● PASSAGE:
........

In music production, swing refers to the amount that beats or notes stray from the metronomic grid. In practice, swing rhythms in drum machines, sequencers and DAWs include very slightly delayed alternate notes that sound late in comparison to anything that is played “straight”, or on the grid.
The kick and the hi-hat are the fundamentals of the groove, and it’s usually a good idea to keep them straight. However, there are always exceptions to this (remember that there are no rules in music production)! The other, off-beat elements of your drum part are ripe on the vine for swinging. Josh Lewis from Late Replies explains this concept in this clip from their Track from Scratch course, exclusively available on FaderPro.
Getting started with swing in your DAW
There are a number of ways of introducing swing to your productions. Whether you’re finger drumming, drawing in notes, or using swing templates, you have plenty of options. We’ll look at each approach in Ableton Live, although the techniques are applicable to pretty much all DAWs.
Finger drumming and Draw Mode
Whether you’re programming in a sequence using a MIDI keyboard or your mouse, the approach to creating a swing rhythm will be roughly the same. Start by adding in a straight groove. We’ll go for a simple 4/4 kick and snare pattern with the kick on every beat and the snare on the backbeat.
The swung elements of this groove are going to be the hi-hats. So, we’ll layer in a 1/16 note syncopated rhythm on top of the kick and snare. Now we come to the first rule of swing in music production: turn off Quantize! Quantize is the feature in your DAW that snaps any recorded notes to the grid. In other words, it makes an imperfect performance rhythmically precise.

........

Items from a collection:
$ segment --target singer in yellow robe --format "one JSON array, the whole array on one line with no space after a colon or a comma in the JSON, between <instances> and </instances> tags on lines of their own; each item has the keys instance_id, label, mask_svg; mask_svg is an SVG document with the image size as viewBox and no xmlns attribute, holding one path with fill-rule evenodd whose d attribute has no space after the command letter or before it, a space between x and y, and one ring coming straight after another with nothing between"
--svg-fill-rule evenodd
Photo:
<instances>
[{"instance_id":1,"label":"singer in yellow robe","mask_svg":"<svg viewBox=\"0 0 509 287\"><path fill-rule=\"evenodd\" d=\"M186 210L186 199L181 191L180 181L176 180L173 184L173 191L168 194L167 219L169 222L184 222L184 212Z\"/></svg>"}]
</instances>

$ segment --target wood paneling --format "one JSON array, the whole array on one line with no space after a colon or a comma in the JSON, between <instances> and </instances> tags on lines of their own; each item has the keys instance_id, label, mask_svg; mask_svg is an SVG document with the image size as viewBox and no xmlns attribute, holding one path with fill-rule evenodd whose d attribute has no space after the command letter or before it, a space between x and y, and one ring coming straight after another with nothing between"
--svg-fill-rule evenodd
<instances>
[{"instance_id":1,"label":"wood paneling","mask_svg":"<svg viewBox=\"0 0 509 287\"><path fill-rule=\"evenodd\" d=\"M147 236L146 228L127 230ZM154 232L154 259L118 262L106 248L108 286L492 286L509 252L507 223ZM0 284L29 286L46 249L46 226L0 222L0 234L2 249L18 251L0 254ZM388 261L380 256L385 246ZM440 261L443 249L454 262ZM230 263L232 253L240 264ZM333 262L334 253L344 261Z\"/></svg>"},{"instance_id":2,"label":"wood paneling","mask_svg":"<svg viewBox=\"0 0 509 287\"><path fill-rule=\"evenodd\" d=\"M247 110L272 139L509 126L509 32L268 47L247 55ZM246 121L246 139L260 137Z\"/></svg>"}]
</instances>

........

● INSTRUCTIONS FOR THE TASK:
Carry on the passage about swing in music production from the point where it stops.

● FINAL RESULT:
A live drummer in a band will typically play in a “pocket”, where not every single downbeat is perfectly aligned to a metronome. This isn’t achievable when you’ve quantized the hell out of everything. If you’re using Draw Mode, click slightly to the right of the grid to delay the hi-hats.
For finger drumming you’ll need to rely on your own sense of timing. Don’t worry, though! With Quantize turned off, a clumsy hit can be dragged forward in time to give your groove that laid-back swing swagger. You could even try quantizing at 25-50%, which will tighten things up but not sound overly rigid.
If you want to dive further into kick and snare patterns, check out this article.
Groove Pool
Ableton Live comes with a feature that lets you apply a groove template to software instruments and MIDI patterns. Using this feature can automatically bring an organic feel to electronic sounds. Simply click into Packs and navigate into the Swing and Groove folder. From here, you can select a swing value from the Swing subfolder, and drag it onto your clip. You’ll notice that the swing groove is accessible via a dropdown menu in the clip settings. Here, you can also open up the Groove Pool to fine-tune settings.
Once you’ve loaded up your swing template on the clip, click Commit to apply it to your clip permanently. You’ll now see the beats in your drum pattern shift according to the swing settings that you’ve applied. The timing differences between this groove and the original straight beat should be fairly obvious.
Sampling with swing rhythms
When it comes to swing beats, there’s no one who did it better than hip hop legend J Dilla. The term ‘Dilla Swing’ is used to describe hip hop beats with a lazy, almost drunken feel to them. J Dilla was also able to use this technique to chop up samples in other time signatures, and use them in his productions with a 4/4 time signature.
Dilla added swing rhythms by leaving space at the end of a sample. He would then lengthen it just enough so that when it looped it would be delayed and have a swing feel. The same applies to breakbeat and jungle when ghost notes are included in the sample. One can extend the sample and push the following note/hit back to create swing.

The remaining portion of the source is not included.